## TEXT SHOWN:
::::::::::
# Safari Suddenly Changed Home Page - WTH?



## SINC (Feb 16, 2001)

I upgraded to 10.7.3 yesterday and today when I opened Safari, my home page, normally my web site St. Albert was suddenly changed. What the hell is with that? Here are screen shots of the preferences when I checked it out:


----------



## Paddy (Jul 13, 2004)

Sinc, I've been able to find instances of mystart.com hijacking browser home pages on PCs, but not on Macs. The hijacks seem to all be related to installation of Incredimail...

MYSTART search engine and homepage hijacking - Tech Support Forum

But there is NO INcredimail version for Mac, so I don't know how it ended up there.

And MyStart.com insist that they're a different company and INcredimail's MyStart is something different...Find Help on Mystart.com - MyStart FAQ

So...beats me how it ended up there! Have you ever used it before? I don't quite get what it does, other than give you the option of using a bunch of very pretty pictures behind your search bar.
::::::::::
## PROBLEM A:
List every word of two or more letters in the forum thread about Safari's home page that is written entirely in capital letters.
## PROBLEM B:
In the forum thread about Safari's home page, take the passage starting at "And MyStart.com insist" and ending at "your search bar.", and write it out with "search bar" swapped for "address bar".
::::::::::
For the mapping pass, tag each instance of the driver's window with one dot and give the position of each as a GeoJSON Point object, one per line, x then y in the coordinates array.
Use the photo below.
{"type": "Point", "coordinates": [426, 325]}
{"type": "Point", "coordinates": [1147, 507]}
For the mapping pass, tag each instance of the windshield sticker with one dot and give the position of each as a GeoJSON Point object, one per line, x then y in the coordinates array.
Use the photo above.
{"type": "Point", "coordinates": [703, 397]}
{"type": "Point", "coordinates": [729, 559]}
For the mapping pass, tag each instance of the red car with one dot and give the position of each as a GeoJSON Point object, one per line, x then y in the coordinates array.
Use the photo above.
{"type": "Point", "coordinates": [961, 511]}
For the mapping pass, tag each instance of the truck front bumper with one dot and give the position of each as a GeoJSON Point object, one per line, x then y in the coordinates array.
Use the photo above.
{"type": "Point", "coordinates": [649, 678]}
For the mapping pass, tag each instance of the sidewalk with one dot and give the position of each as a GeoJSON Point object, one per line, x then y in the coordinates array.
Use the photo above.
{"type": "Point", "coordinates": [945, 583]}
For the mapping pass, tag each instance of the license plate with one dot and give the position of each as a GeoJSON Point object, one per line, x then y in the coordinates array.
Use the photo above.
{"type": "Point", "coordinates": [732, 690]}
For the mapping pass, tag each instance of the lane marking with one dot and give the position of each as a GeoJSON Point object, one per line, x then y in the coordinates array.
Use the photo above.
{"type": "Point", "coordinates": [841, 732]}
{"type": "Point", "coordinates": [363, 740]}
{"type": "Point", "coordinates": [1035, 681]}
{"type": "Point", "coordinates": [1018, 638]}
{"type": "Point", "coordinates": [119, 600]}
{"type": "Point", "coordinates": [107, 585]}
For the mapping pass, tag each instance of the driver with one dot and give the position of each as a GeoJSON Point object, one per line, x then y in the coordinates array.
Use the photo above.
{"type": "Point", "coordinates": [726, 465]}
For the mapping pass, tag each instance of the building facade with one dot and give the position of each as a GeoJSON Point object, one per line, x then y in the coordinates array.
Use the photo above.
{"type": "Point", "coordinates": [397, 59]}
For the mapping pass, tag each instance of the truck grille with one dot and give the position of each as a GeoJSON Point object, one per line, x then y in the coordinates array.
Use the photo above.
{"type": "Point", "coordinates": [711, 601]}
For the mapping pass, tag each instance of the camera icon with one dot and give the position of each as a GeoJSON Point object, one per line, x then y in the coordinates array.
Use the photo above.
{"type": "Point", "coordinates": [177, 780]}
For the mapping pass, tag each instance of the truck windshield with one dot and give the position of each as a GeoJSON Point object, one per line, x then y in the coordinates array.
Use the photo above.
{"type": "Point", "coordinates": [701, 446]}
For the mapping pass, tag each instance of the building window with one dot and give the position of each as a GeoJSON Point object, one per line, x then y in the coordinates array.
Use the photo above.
::::::::::
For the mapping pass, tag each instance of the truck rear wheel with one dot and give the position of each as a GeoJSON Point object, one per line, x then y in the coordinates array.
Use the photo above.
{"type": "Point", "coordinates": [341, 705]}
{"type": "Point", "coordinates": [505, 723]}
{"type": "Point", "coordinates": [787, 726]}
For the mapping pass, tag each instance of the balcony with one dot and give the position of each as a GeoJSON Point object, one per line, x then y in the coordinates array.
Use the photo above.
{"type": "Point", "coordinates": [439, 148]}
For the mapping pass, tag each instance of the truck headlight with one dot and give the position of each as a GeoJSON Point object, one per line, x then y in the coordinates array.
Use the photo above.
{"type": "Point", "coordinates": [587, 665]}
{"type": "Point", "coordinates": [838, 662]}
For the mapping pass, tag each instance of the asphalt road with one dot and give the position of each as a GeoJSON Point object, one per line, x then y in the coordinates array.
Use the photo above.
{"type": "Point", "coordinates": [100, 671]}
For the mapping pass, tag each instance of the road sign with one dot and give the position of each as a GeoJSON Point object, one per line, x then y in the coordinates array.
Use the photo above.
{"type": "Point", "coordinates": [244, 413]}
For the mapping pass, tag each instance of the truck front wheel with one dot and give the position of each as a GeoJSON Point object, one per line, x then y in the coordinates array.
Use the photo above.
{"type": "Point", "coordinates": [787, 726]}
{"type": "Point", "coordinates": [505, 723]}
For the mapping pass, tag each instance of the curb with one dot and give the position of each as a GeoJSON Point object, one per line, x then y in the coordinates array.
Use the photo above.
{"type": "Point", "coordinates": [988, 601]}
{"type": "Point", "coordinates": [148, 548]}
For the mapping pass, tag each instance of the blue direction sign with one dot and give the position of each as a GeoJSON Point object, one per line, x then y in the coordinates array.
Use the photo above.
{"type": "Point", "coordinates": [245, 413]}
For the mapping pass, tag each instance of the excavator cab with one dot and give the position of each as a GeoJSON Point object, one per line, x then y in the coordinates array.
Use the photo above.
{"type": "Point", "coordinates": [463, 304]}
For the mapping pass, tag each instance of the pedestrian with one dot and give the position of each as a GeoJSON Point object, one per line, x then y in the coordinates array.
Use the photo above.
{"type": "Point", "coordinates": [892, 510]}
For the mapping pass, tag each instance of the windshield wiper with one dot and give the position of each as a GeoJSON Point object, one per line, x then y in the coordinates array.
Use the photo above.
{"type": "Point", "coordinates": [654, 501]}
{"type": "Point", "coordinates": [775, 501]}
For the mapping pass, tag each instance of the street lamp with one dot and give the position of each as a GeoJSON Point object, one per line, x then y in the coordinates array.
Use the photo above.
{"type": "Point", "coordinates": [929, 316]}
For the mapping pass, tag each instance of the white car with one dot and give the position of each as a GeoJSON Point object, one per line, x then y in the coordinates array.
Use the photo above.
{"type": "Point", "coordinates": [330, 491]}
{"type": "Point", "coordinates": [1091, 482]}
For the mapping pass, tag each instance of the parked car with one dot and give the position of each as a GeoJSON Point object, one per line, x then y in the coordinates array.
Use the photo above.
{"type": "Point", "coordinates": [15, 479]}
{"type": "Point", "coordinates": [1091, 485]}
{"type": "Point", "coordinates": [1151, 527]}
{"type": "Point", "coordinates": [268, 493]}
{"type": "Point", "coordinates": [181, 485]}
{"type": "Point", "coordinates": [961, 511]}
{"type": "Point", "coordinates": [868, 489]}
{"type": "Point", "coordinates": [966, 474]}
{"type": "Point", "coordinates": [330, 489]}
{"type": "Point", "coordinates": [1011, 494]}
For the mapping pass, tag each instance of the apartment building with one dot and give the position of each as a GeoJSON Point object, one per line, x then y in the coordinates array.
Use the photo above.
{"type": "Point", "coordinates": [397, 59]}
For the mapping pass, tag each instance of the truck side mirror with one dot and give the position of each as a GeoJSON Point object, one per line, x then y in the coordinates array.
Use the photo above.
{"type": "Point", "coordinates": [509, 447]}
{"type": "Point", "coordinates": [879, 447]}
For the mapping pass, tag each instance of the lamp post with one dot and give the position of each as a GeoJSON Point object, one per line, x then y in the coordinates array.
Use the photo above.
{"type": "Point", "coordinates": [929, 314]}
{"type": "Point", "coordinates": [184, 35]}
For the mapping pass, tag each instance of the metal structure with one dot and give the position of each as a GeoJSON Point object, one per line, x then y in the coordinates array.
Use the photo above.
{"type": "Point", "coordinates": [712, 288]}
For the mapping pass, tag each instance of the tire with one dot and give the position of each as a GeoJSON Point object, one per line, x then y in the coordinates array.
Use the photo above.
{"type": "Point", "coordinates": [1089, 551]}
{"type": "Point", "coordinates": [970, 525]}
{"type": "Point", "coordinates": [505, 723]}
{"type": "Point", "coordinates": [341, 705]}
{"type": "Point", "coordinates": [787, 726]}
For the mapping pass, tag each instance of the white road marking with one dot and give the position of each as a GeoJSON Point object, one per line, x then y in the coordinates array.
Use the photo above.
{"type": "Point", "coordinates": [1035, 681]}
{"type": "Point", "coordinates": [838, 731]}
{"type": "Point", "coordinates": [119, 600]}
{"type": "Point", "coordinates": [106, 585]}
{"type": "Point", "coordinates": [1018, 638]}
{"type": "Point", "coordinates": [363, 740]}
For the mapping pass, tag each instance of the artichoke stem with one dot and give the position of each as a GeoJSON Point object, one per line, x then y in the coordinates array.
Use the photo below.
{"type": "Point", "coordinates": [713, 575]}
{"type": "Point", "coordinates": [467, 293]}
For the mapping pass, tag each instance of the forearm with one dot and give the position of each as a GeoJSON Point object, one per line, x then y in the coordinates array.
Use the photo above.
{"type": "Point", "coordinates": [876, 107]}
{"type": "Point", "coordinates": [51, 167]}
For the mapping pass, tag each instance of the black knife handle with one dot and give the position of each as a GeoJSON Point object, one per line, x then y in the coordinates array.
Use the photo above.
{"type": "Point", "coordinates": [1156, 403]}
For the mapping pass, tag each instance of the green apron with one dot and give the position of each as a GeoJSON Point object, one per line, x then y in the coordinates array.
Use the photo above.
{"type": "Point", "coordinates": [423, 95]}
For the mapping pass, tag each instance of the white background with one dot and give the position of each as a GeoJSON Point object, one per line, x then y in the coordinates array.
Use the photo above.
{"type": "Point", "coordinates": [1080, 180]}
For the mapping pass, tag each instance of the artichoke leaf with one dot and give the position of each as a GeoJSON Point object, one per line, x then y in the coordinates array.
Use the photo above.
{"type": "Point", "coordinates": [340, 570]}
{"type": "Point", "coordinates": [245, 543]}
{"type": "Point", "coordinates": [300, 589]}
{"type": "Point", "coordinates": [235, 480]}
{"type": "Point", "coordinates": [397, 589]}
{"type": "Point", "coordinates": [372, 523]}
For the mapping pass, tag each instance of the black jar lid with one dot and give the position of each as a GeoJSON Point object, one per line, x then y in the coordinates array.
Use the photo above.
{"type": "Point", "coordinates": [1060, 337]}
::::::::::
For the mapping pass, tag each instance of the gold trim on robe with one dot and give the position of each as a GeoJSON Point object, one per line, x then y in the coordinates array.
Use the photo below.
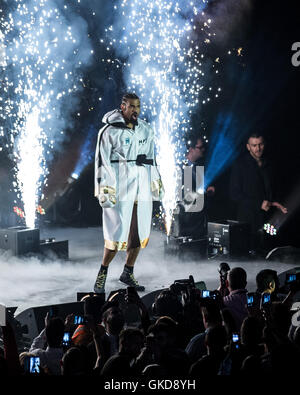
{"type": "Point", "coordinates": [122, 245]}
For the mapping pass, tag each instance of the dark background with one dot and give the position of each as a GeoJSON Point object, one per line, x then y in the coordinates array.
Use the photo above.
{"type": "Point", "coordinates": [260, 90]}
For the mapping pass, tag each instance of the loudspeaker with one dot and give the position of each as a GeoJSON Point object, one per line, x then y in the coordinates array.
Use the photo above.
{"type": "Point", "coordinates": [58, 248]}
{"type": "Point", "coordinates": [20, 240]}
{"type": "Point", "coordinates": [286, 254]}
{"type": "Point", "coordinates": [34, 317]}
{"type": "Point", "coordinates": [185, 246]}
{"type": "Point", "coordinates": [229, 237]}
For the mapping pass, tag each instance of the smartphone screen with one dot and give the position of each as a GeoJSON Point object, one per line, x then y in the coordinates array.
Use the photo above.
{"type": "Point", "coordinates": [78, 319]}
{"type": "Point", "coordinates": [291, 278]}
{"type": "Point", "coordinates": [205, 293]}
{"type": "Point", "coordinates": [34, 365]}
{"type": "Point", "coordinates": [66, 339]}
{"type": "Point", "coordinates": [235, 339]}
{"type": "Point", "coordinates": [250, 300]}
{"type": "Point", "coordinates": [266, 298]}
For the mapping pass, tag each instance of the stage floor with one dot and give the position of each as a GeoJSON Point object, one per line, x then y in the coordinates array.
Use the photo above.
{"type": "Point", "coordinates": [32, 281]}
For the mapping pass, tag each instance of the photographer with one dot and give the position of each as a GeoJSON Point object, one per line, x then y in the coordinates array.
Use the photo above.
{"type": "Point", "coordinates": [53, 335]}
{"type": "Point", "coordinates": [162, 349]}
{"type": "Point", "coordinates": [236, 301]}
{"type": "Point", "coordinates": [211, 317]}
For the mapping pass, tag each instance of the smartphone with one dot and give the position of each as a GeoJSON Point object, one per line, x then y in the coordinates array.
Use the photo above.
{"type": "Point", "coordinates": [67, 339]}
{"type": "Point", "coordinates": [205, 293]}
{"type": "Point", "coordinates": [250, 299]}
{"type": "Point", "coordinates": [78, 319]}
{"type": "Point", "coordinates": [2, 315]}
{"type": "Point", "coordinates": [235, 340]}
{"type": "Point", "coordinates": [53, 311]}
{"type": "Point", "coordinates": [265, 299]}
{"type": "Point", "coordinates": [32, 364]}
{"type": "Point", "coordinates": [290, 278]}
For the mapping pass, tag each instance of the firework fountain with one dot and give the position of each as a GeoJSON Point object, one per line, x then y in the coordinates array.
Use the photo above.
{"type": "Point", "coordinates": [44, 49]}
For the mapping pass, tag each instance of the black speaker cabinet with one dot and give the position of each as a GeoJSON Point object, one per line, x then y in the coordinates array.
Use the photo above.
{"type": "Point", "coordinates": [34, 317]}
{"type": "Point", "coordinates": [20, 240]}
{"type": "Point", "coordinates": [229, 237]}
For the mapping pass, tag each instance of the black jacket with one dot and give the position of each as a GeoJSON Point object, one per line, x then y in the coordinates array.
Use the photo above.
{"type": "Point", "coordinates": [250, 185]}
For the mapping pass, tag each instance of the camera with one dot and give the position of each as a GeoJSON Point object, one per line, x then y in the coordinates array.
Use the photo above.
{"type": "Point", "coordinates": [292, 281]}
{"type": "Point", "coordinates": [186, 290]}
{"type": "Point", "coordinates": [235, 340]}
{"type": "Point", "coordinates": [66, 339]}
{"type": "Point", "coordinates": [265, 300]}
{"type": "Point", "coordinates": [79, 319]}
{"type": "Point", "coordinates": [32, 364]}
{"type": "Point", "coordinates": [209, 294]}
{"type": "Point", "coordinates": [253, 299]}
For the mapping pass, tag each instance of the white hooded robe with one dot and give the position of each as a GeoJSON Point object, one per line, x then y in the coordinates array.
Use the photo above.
::::::::::
## TASK SOLUTION A:
WTH, SINC, MYSTART, NO, FAQ

## TASK SOLUTION B:
And MyStart.com insist that they're a different company and INcredimail's MyStart is something different...Find Help on Mystart.com - MyStart FAQ

So...beats me how it ended up there! Have you ever used it before? I don't quite get what it does, other than give you the option of using a bunch of very pretty pictures behind your address bar.